◆ **Lista de tarefas**
A. Edite o texto sobre Monteiro Lobato na parte que começa com as palavras "Querem que eu" e termina com "parecer do MEC.", trocando "Rede Globo" por "emissora".
B. Diga se cada afirmação concorda com o texto sobre Monteiro Lobato, respondendo sim ou não e citando as palavras do texto que decidem: (i) O parecer do MEC proibiu o uso de "Caçadas de Pedrinho" nas escolas. (ii) Na adaptação televisiva da obra de Lobato, as referências racistas foram retiradas. (iii) A proposta é reservar a obra literária original aos alunos do ensino médio e universitário e aos adultos.
C. Continue o texto sobre Monteiro Lobato a partir da última frase.

◆ **Trecho do texto**
O parecer do MEC constatou o racismo presente em “Caçadas de Pedrinho”, de Monteiro Lobato, e recomendou que a obra “só deve ser utilizada no contexto da educação escolar quando o professor tiver a compreensão dos processos históricos no Brasil” (clique aqui para ler o parecer). Noutras palavras, sugeriu que os professores utilizassem criticamente a obra, procurando simultaneamente entender a mentalidade da época.
Foi o que bastou para a gritaria de veículos e articulistas conservadores. Deonísio da Silva escreveu, indignado, no Observatório da Imprensa: “tentaram proibir Monteiro Lobato! Estão sempre tentando ressuscitar a censura. Usam artifícios daqui e dali. Uma hora é o controle da mídia, outra hora é não se sabe bem que tipo de regulamentação desnecessária. O certo é que volta e meia tentam”.
O Casseta e Planeta, cada vez menos engraçado, tentou fazer humor com o episódio, mostrando a “versão politicamente correta” do Sítio do Pica Pau Amarelo, em que Tia Nastácia aparece como socióloga e o Marquês de Rabicó declara não ser mais um porco, e sim um “suíno-descendente”.
Querem que eu adivinhe o título da reportagem da próxima Veja sobre o assunto? Vai ser algo como “A praga do politicamente correto chega aos bancos escolares”, ou talvez “MEC imita Stalin e cria um index de livros proibidos: Monteiro Lobato é a primeira vítima”.
O problema, além da má fé, é que muitos desses críticos só conhecem a adaptação televisiva, feita pela Rede Globo, da obra de Lobato, na qual as referências racistas foram cuidadosamente retiradas. A maioria não se deu ao trabalho de ler seus livros, do mesmo jeito que não se deram ao trabalho de ler o parecer do MEC.
Não quero, com isso, dizer que os livros de Monteiro Lobato não devam ser usados em sala de aula. Podem ser usados desde que sofram adaptações. A obra de Lobato é encantadora, e ainda pode despertar, em muitas crianças, o mesmo fascínio pela ciência e pela leitura que despertou em mim.
A obra literária original seria reservada aos alunos do ensino médio e universitário e aos adultos, já com maturidade suficiente para contextualizá-la historicamente. Para as crianças, seriam feitas pequenas adaptações, especialmente nas falas de Emília, de modo a retirar as referências racistas.

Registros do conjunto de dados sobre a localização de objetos
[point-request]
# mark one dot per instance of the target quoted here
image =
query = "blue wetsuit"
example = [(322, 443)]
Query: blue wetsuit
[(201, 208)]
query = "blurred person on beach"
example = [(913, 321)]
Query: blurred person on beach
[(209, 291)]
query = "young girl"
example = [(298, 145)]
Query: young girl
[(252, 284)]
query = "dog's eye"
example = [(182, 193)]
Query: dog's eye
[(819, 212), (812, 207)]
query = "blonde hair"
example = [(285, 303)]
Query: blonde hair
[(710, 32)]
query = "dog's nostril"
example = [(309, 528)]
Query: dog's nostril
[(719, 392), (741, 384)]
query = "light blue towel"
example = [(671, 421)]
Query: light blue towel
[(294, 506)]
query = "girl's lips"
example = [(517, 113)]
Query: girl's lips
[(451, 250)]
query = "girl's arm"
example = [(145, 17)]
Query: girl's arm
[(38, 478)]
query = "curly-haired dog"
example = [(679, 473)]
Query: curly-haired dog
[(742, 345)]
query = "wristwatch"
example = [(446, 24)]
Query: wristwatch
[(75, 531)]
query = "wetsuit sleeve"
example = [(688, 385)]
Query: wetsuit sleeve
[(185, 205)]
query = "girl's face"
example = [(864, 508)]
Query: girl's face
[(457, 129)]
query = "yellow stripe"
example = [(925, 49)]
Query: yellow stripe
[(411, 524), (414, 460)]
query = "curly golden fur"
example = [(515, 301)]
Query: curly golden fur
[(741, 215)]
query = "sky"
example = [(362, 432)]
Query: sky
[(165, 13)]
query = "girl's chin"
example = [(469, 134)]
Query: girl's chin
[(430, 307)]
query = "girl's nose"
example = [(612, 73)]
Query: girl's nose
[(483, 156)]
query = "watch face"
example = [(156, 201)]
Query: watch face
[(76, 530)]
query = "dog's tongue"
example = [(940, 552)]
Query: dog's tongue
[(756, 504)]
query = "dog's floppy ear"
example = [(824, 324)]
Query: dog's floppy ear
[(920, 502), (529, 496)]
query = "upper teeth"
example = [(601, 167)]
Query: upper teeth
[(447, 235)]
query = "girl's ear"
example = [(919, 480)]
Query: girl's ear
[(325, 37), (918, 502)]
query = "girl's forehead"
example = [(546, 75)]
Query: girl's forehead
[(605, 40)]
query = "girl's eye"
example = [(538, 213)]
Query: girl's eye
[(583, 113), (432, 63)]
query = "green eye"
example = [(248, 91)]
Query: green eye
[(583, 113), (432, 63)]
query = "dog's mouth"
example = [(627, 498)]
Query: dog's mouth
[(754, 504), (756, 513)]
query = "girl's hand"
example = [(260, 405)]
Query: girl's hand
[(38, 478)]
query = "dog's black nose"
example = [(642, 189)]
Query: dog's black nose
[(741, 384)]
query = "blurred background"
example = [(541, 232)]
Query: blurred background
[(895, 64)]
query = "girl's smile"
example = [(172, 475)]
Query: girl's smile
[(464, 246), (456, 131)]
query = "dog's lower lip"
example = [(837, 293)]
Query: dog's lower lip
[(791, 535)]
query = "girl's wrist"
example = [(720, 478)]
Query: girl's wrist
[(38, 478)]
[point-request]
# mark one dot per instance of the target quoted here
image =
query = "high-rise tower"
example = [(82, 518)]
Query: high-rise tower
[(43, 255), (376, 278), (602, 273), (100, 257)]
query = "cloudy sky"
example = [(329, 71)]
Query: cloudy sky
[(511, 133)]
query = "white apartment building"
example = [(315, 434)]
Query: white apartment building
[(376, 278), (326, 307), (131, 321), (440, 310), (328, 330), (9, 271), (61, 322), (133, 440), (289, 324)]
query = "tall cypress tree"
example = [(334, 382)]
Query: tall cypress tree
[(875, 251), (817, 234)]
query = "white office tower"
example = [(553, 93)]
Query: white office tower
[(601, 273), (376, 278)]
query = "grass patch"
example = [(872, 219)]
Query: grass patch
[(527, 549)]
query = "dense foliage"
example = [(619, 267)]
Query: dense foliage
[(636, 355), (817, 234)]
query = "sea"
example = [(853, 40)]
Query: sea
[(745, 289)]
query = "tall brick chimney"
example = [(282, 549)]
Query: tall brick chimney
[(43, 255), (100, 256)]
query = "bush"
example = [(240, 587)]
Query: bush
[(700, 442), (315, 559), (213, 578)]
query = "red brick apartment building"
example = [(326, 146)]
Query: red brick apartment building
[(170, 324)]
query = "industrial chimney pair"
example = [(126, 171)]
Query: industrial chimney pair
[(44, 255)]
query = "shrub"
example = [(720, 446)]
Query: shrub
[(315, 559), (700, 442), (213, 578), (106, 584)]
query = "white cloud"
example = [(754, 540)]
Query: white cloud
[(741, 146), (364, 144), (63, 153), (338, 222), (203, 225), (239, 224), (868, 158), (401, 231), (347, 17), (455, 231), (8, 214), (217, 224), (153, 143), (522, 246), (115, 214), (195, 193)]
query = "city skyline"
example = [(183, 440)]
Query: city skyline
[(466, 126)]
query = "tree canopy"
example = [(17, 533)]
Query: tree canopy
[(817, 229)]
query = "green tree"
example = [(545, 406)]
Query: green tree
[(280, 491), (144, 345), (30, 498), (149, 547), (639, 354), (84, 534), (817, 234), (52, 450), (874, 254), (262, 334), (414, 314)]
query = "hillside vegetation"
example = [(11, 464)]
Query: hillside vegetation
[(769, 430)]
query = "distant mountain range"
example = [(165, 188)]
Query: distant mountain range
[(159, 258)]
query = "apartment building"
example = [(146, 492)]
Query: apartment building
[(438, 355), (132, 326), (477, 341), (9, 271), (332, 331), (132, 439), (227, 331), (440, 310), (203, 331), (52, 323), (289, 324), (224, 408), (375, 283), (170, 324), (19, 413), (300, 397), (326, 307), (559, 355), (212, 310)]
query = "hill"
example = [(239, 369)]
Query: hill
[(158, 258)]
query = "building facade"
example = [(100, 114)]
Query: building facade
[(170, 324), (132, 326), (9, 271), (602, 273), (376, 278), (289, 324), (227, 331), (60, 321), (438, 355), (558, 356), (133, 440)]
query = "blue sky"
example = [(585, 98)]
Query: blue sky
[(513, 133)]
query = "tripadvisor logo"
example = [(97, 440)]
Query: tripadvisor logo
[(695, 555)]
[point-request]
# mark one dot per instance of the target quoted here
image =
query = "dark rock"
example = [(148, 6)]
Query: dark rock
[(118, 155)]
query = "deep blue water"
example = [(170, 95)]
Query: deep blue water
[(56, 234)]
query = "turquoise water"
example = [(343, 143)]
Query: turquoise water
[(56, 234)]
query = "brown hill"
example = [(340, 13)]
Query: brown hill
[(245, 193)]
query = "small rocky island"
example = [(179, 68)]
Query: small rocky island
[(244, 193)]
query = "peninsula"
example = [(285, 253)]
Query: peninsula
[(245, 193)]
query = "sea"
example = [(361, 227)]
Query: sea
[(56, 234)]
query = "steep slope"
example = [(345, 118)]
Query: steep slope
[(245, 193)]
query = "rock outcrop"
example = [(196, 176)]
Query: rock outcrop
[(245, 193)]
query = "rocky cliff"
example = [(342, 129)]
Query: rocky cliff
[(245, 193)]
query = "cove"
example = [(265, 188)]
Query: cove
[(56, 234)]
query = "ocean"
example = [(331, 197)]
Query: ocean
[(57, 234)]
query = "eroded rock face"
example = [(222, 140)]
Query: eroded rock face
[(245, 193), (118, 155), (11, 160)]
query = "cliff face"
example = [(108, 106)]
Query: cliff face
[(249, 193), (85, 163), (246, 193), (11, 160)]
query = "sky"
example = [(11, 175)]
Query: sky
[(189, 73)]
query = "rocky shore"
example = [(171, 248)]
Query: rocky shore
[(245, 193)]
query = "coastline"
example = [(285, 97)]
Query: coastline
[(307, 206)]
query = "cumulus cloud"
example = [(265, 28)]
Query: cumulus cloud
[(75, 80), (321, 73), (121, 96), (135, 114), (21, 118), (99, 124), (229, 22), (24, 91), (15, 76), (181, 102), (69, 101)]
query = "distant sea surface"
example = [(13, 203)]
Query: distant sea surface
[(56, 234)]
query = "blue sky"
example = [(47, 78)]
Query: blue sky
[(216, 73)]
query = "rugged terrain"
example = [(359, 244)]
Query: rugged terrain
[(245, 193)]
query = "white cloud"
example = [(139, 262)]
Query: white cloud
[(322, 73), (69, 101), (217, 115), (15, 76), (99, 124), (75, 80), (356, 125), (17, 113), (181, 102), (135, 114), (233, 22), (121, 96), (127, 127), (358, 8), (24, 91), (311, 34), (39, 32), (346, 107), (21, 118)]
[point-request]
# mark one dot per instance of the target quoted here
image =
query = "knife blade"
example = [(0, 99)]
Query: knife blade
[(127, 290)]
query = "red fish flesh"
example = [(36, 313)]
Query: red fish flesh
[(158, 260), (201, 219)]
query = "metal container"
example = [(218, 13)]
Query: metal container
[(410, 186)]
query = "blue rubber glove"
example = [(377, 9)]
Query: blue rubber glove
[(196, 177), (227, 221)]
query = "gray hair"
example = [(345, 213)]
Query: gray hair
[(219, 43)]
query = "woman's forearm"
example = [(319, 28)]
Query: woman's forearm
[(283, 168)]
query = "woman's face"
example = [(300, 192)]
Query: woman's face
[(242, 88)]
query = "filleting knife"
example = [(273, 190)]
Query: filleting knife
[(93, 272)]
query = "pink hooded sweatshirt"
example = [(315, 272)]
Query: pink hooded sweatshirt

◆ **Respostas por tarefa**
A.
Querem que eu adivinhe o título da reportagem da próxima Veja sobre o assunto? Vai ser algo como “A praga do politicamente correto chega aos bancos escolares”, ou talvez “MEC imita Stalin e cria um index de livros proibidos: Monteiro Lobato é a primeira vítima”.
O problema, além da má fé, é que muitos desses críticos só conhecem a adaptação televisiva, feita pela emissora, da obra de Lobato, na qual as referências racistas foram cuidadosamente retiradas. A maioria não se deu ao trabalho de ler seus livros, do mesmo jeito que não se deram ao trabalho de ler o parecer do MEC.

B.
(i) Não: "só deve ser utilizada no contexto da educação escolar quando o professor tiver a compreensão dos processos históricos no Brasil".
(ii) Sim: "na qual as referências racistas foram cuidadosamente retiradas".
(iii) Sim: "A obra literária original seria reservada aos alunos do ensino médio e universitário e aos adultos".

C.
Não seria a primeira vez que uma obra passaria por adaptações para leitores infantis. Quando criança, li uma versão infanto-juvenil das “Mil e Uma Noites”, publicada pela Abril Cultural. Só depois de adulto, ao ler uma tradução do original em árabe, descobri o quanto aquelas histórias, que me pareceram tão inocentes na infância, envolviam situações de violência, mutilações, sexo, pedofilia, estupro e incesto. A obra original, definitivamente, é desaconselhável para crianças, mas por que negar a elas o sabor das fantásticas aventuras de Aladim, Simbad e Sherazade? O próprio Monteiro Lobato traduziu e adaptou obras clássicas para o público infantil, como “Robin Hood”, “Peter Pan” e “Dom Quixote”.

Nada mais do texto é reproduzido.